## Start Document text

Quest for the Holy Grail
The Quest takes place in its own landscape, a world that we all share. Moreover, it is a world that is consistent with all other inner worlds. Thus Kabala provides a convenient framework for comparison and a good point of reference for the Seeker who is lost in the Waste Land. In these discourses, the myth of the Grail is taking shape along kabalistic lines. Thus there are 10 primary ideas; 3 places and 7 characters. The significance of these numbers is the subject of the Quest. For the present, let us ride out into the Waste Land.
Parsifal is the foolish knight because he begins the Quest in total innocence and complete naivety. He does not even know his own identity or heritage. He is the Fool of the Tarot and he is each of us. We are all on the Quest whether we know it or not. None of us really knows who we are or why our lives are a waste land of broken dreams, hurts and disappointments. Many of us stumble into the Grail Castle but in our ignorance fail the tests and are expelled.
Make no mistake, the Quest is not a pretty fairy tale for children. It is a serious undertaking. The process is full of trials and tribulations. We are tested severely and ruthlessly but with mercy. We are allowed to try again.

## End Document text

(Written task 1)
In the Grail quest text, how are the 10 primary ideas divided?
(Written task 2)
Reproduce the Grail quest text word for word, everything from "Make no mistake, the" down to "to try again.".

## Start Records shown

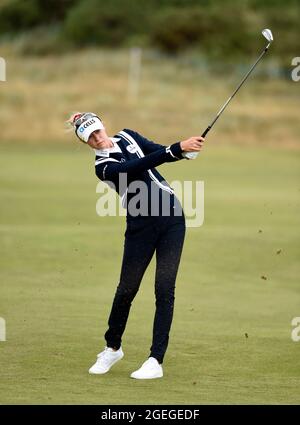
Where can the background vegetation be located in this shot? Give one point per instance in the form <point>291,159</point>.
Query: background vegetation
<point>238,284</point>
<point>172,26</point>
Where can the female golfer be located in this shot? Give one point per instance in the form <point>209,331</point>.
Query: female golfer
<point>155,223</point>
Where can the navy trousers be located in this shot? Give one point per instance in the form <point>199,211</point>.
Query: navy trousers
<point>144,236</point>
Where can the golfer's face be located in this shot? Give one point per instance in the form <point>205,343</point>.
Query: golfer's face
<point>96,140</point>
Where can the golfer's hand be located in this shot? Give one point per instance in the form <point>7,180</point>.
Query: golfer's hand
<point>193,144</point>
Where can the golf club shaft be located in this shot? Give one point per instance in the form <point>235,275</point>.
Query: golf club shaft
<point>236,90</point>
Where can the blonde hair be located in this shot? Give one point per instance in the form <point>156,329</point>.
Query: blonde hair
<point>71,121</point>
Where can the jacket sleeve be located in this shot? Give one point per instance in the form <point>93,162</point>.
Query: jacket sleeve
<point>148,146</point>
<point>109,168</point>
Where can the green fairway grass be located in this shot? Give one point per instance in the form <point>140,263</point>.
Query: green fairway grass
<point>59,267</point>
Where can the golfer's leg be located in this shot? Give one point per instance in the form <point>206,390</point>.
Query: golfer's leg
<point>168,254</point>
<point>138,251</point>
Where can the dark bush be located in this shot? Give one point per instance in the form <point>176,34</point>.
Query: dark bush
<point>103,22</point>
<point>19,15</point>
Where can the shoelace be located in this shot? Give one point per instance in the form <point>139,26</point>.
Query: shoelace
<point>102,356</point>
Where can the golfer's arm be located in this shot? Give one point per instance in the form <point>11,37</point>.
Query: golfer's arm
<point>148,146</point>
<point>108,170</point>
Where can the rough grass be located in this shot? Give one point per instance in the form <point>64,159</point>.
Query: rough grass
<point>178,98</point>
<point>59,266</point>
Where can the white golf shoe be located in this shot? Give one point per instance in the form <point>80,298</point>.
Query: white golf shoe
<point>105,360</point>
<point>150,369</point>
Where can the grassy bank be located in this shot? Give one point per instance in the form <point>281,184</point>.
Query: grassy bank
<point>59,266</point>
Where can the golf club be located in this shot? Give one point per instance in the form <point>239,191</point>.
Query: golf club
<point>267,33</point>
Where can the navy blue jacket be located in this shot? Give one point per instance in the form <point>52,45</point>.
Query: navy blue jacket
<point>137,157</point>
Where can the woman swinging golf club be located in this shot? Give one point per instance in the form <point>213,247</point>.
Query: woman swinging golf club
<point>155,223</point>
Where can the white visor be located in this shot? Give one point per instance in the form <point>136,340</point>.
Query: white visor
<point>87,127</point>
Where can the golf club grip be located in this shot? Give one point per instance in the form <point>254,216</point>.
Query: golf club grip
<point>206,131</point>
<point>193,155</point>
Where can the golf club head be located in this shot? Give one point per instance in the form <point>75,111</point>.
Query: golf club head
<point>268,35</point>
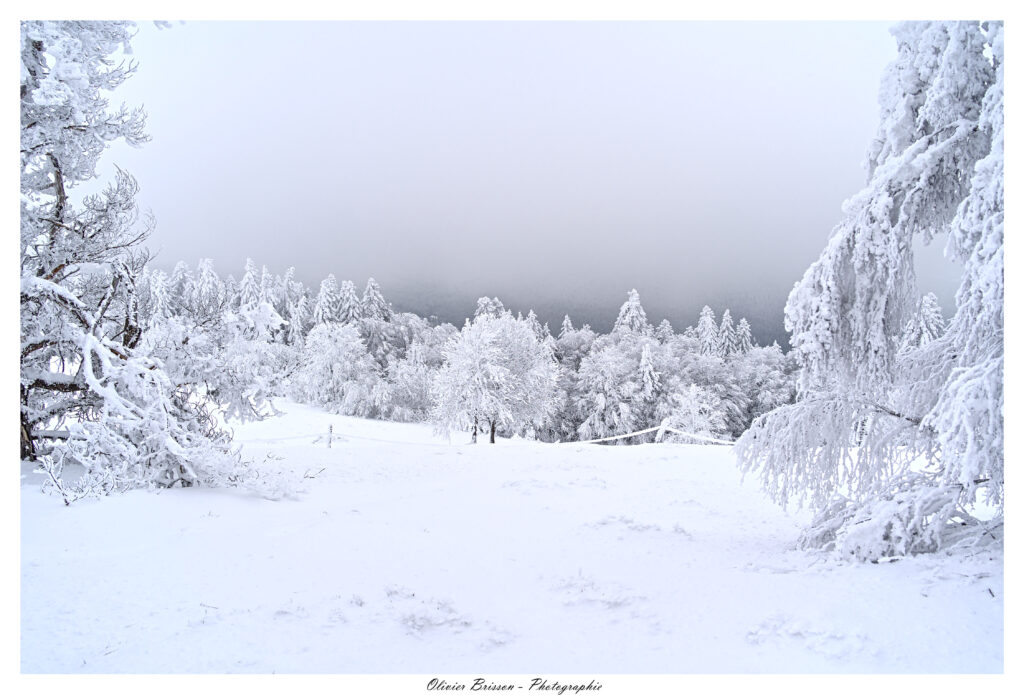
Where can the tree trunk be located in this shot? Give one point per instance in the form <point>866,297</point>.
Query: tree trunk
<point>28,445</point>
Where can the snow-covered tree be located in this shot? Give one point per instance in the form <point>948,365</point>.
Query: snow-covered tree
<point>250,287</point>
<point>728,339</point>
<point>664,333</point>
<point>708,333</point>
<point>926,324</point>
<point>936,167</point>
<point>374,304</point>
<point>632,316</point>
<point>90,394</point>
<point>299,318</point>
<point>566,327</point>
<point>338,374</point>
<point>486,305</point>
<point>497,375</point>
<point>350,306</point>
<point>744,338</point>
<point>693,409</point>
<point>327,307</point>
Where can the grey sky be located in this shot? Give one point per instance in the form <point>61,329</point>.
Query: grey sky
<point>555,165</point>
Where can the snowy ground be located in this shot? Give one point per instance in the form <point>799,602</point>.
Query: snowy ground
<point>408,555</point>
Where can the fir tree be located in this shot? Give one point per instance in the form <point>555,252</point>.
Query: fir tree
<point>744,339</point>
<point>327,306</point>
<point>708,333</point>
<point>727,339</point>
<point>351,307</point>
<point>374,304</point>
<point>632,316</point>
<point>664,332</point>
<point>566,327</point>
<point>250,286</point>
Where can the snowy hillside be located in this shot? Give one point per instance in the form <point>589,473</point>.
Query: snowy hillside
<point>403,553</point>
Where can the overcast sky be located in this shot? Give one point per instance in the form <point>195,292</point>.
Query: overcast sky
<point>554,165</point>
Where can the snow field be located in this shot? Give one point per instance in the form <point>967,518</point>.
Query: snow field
<point>406,554</point>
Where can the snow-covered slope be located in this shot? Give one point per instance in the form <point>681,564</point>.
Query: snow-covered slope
<point>404,553</point>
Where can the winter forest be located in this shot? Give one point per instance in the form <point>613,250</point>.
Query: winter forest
<point>216,414</point>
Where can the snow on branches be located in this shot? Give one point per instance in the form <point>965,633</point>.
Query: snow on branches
<point>873,422</point>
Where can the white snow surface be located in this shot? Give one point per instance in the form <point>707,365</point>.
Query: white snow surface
<point>406,554</point>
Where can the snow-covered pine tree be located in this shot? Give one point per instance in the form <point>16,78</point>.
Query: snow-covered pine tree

## End Records shown

(Problem solution 1)
They are divided into 3 places and 7 characters.

(Problem solution 2)
Make no mistake, the Quest is not a pretty fairy tale for children. It is a serious undertaking. The process is full of trials and tribulations. We are tested severely and ruthlessly but with mercy. We are allowed to try again.